▸ **What is required**
Look through the data below and return each line where "girl" appears.

Saved entries:
*** Begin section ***
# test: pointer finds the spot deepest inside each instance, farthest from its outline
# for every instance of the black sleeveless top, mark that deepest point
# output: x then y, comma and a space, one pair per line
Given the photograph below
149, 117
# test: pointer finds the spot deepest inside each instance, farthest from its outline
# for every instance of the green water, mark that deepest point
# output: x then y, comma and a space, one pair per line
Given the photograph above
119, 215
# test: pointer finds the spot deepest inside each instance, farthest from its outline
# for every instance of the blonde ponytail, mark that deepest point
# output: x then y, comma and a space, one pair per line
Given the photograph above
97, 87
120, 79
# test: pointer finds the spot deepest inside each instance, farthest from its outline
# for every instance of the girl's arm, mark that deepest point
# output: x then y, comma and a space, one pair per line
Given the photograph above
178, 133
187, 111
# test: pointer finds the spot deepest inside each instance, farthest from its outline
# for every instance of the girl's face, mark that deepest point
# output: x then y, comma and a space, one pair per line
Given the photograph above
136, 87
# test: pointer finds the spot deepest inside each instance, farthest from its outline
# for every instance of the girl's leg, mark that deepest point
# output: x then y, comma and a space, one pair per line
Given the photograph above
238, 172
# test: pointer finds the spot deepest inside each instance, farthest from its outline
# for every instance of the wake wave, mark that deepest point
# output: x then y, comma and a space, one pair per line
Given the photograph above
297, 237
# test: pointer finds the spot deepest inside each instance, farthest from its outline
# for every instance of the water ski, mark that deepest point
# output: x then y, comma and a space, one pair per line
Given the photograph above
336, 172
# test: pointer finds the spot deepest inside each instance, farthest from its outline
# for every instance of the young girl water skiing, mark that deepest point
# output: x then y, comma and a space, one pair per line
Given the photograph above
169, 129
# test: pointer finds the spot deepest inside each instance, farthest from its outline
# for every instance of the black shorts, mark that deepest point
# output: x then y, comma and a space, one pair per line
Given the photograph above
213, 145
*** End section ***
▸ **Solution**
# for every instance of the girl's arm, mark that deepest point
# for every instance of the girl's face, mark that deepest point
# for every instance of the girl's leg, mark that deepest point
# for every instance of the young girl water skiing, mark that deepest point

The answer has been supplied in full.